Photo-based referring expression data
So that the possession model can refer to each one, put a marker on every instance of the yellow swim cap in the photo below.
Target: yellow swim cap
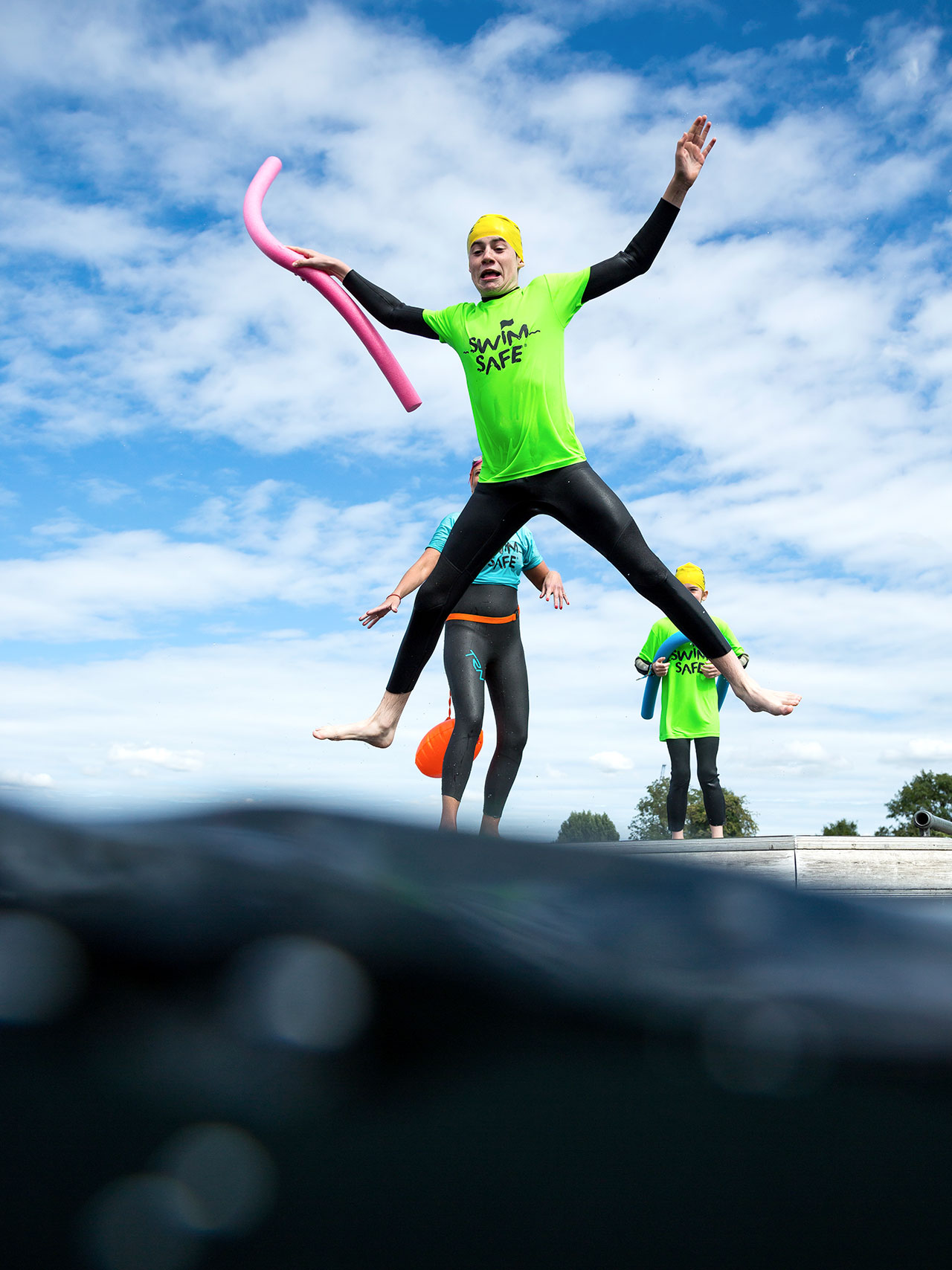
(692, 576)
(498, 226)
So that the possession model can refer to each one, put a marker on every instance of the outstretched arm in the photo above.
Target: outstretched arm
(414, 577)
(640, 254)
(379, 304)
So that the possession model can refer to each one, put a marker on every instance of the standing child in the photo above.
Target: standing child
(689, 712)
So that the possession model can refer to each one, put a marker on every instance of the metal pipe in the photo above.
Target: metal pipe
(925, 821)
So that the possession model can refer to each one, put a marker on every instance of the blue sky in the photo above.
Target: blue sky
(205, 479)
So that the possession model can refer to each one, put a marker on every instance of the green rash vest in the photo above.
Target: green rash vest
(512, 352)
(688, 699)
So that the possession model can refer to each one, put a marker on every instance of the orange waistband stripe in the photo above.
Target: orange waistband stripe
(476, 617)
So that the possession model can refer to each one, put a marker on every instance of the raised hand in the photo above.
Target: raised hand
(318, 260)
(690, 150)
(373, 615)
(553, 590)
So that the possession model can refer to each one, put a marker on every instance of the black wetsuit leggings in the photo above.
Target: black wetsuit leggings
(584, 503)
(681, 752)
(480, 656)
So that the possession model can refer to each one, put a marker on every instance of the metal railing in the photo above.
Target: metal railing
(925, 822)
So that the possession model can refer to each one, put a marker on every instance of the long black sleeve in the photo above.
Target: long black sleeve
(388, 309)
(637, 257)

• **WORK INSTRUCTIONS**:
Only the lines from the one with "leggings in the photo above." through the last line of the records belong in the answer, each copied exactly.

• **OUTPUT OF THE TASK**:
So that the possession model can refer to each one, put a marker on every instance of the black wetsuit leggings in the photo above.
Target: black wetsuit leggings
(584, 503)
(681, 752)
(480, 656)
So that the possession model can refer to each one, put a marker on every instance of the metal railing in the photo above.
Target: metal railing
(925, 822)
So that the possession model can refer to each one, put a marker on every instance of the long black sleeve in the photo above.
Target: long black sleeve
(388, 309)
(637, 257)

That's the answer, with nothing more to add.